* start EXCERPT PROVIDED *

Do you know what I mean? They never do a new episode. Every day, the same words, same songs in the same order, stretching back hundreds of years. They read a new part of the Bible, part of the Torah some days. So there’s that, but all the rest is basically exactly the same every day.
And everybody is singing and chanting… And I really was struck at how many of [the prayers] — the Amidah, the Ashrei– are about praising God at length. That’s what the words mean. Even the Kaddish, which you say over and over during services.
יתגדל ויתקדש שמיה רבא
… “May His great name be exalted and sanctified. Blessed and praised, glorified and exalted, extolled and honored, adored and lauded be the name of the Holy One.” That is what they have you say when your mom dies. Comforting, huh? It’s basically God is great over and over, building up to this beautiful line, really beautiful, that’s basically God is so great. It’s beyond the power of any prayer, or word, or song, or praise. It’s beyond the power of language to capture it…
But weirdly, even… without believing any of the words, I do find it’s a comfort to say the prayer. It’s just– it’s familiar. It’s familiar as the nursery rhymes my mom sang to me as a kid, as the Shema, the prayer that she had me and my sister say every night before we went to sleep. It’s comforting.

* end EXCERPT PROVIDED *

OBJECTIVE 1:
Condense the paragraph of the reflection on Jewish prayer that begins "But weirdly, even…" into one shorter sentence while keeping its main facts.
OBJECTIVE 2:
Pull out every row below that contains the string "white". Case counts.
The passage on Jewish prayer and the rows that come after it are separate material.

* start SUPPLIED MATERIAL *

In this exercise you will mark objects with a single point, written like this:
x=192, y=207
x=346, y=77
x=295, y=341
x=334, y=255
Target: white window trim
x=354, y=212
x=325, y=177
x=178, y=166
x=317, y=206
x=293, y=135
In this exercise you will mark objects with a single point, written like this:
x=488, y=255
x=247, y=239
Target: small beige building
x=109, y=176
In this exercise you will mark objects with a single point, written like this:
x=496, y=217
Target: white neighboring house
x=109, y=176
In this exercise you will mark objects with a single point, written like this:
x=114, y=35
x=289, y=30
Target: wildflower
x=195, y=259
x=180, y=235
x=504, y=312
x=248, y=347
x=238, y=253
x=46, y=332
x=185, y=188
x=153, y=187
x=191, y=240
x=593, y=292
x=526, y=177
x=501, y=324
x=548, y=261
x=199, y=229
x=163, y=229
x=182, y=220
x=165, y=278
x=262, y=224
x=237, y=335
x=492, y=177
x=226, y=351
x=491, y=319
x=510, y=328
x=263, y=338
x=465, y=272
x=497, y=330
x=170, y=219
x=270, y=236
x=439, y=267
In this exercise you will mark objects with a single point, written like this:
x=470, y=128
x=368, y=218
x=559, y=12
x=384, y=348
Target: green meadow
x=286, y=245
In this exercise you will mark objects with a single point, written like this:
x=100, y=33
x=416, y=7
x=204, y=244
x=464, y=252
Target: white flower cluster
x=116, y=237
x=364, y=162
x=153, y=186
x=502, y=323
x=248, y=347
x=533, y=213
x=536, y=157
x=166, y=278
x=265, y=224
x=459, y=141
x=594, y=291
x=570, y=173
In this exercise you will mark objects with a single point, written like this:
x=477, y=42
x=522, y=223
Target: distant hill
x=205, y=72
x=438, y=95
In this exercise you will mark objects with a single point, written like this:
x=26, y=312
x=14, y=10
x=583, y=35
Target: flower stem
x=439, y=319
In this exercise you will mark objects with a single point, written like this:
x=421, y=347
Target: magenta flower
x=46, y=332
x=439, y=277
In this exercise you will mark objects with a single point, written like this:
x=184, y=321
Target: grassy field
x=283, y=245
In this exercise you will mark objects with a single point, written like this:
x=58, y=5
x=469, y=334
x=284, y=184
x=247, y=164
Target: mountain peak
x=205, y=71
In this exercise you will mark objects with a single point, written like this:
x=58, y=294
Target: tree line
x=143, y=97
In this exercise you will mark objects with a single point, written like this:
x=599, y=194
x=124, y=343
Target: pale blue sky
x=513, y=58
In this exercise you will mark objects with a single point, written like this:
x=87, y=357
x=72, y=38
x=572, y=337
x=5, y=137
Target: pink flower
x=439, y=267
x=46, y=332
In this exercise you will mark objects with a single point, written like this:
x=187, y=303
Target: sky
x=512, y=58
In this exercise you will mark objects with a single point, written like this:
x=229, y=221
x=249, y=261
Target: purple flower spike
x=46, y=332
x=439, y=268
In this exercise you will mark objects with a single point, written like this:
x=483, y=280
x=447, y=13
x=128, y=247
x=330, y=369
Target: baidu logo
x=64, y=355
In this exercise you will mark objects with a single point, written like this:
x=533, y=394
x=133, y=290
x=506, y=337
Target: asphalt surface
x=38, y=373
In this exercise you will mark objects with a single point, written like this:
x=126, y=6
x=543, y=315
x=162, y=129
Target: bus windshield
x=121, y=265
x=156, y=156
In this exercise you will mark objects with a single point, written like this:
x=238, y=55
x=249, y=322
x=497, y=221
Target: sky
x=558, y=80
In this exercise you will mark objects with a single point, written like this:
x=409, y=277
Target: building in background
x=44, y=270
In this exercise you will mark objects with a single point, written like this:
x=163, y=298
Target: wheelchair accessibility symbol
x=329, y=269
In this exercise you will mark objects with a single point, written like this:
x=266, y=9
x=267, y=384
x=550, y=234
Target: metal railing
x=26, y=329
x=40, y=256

* end SUPPLIED MATERIAL *

WORKED SOLUTION 1:
Even without believing the words, I find saying the prayer comforting because it is as familiar as the nursery rhymes my mom sang to me and the Shema she had my sister and me say every night before sleep.

WORKED SOLUTION 2:
Target: white window trim
Target: white neighboring house
Target: white flower cluster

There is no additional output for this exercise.